PASSAGE FOR REVIEW: Begin

When the chief actuary of the nation's largest, state pension plan (CalPERS) bluntly states, “We are facing decades...of...unsustainable pension costs”, this should have attracted the attention of journalists across the U.S. Unfortunately, they all appear to be much too busy handing out their “U.S. economic recovery” party-hats to be paying attention.

Some people may not see a direct connection between the health of U.S. pension plans and the health of the overall economy, however the connection is clear – and has never been greater than it is today. The huge, demographic bulge known as “the baby-boomers” are beginning to retire.

After plundering government coffers for their entire lives by demanding exorbitant social programs which they were unwilling to pay for with their own taxes, they have literally mortgaged the futures of their own children and grand-children. But the “plague” these “locusts” have inflicted on the U.S. economy goes well beyond that.

These are the same baby-boomers who dismantled the U.S. manufacturing sector, and shipped it to Asia – so that they could pay less for the ever-increasing hoard of consumer-goods which they have accumulated with manic zeal. In the process, they have also eliminated most of the well-paying jobs which they benefited from, but which they have taken away from their children and grandchildren.

Despite the baby-boomers having the best-paying jobs of any generation in history, and ridiculously low taxes (relative to the gold-plated social programs they demanded), these pampered prima donnas have been so recklessly irresponsible with their own spending that this generation has less in savings than previous generations.

As a result, this bloc of selfish spendthrifts is more dependent on lavish pensions (and pie-in-the-sky medical benefits for seniors) than their own parents. The problem is that this group has mismanaged their own pension-plans just as badly as they have mismanaged the overall economy and government finances. In other words, just as they have doing all their lives, U.S. baby-boomers are planning on spending money they don't have all through their retirements – in order to fund their lavish lifestyles.

However, having squeezed all of the wealth out of the U.S. economy, and squeezed all the wealth out of their children and grandchildren, there is no money to top-up their mismanaged, under-funded pension plans (along with the equally generous retirement medical plans which accompany them). The bottom line is that this generation of financial-failures is already facing a multi-trilllion dollar shortfall - which is totally separate from the $70 trillion funding-gap in Social Security and Medicare (see “U.S. Pension Crisis: the $3 TRILLION question”).

This is a crisis which is developing from the bottom up. Vallejo, the one-time state capital of California, was already forced into bankruptcy due to the unsustainable retirement benefit plans of its municipal workers. Meanwhile, on the opposite coast, municipal leaders lament that they only have enough funds to pay for either the pension/medical plans of their former police officers and firefighters, or the salaries of the current police and firefighters.

PASSAGE FOR REVIEW: End

**DIRECTIONS FOR THIS TASK**. Update the stretch from "These are the" through "children and grandchildren." in the commentary on U.S. pension costs, replacing "manufacturing sector" with "industrial base".

SUPPLIED RECORDS: Begin

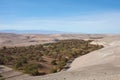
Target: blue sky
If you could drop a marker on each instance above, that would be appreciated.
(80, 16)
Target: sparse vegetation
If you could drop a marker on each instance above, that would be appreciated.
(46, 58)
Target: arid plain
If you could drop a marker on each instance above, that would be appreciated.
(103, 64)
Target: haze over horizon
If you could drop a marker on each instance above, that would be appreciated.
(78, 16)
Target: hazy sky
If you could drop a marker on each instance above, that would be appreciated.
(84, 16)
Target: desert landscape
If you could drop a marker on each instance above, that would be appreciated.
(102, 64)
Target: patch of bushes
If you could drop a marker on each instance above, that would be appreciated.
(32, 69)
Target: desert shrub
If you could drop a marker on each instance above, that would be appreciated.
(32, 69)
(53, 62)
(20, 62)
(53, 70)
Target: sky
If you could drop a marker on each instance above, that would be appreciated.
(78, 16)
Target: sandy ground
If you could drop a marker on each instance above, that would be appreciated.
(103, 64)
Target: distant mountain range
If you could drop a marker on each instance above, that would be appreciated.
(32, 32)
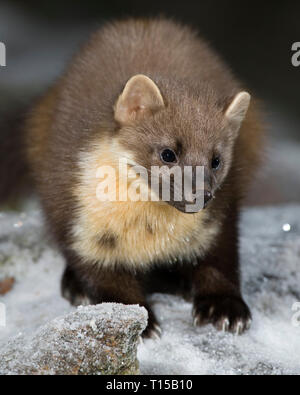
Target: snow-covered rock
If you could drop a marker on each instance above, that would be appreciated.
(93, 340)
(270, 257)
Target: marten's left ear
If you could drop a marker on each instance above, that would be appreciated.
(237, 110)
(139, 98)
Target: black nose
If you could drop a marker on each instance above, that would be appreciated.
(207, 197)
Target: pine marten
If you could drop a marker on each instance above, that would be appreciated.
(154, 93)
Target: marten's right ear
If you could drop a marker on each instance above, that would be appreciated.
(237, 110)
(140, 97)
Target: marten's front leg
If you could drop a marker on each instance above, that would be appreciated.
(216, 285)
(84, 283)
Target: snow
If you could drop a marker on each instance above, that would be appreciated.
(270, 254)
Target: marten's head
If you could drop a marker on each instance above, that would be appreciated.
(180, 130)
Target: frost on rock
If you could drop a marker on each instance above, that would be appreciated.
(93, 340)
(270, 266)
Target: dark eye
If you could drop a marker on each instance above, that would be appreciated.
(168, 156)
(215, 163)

SUPPLIED RECORDS: End

**WRITTEN SOLUTION**.
These are the same baby-boomers who dismantled the U.S. industrial base, and shipped it to Asia – so that they could pay less for the ever-increasing hoard of consumer-goods which they have accumulated with manic zeal. In the process, they have also eliminated most of the well-paying jobs which they benefited from, but which they have taken away from their children and grandchildren.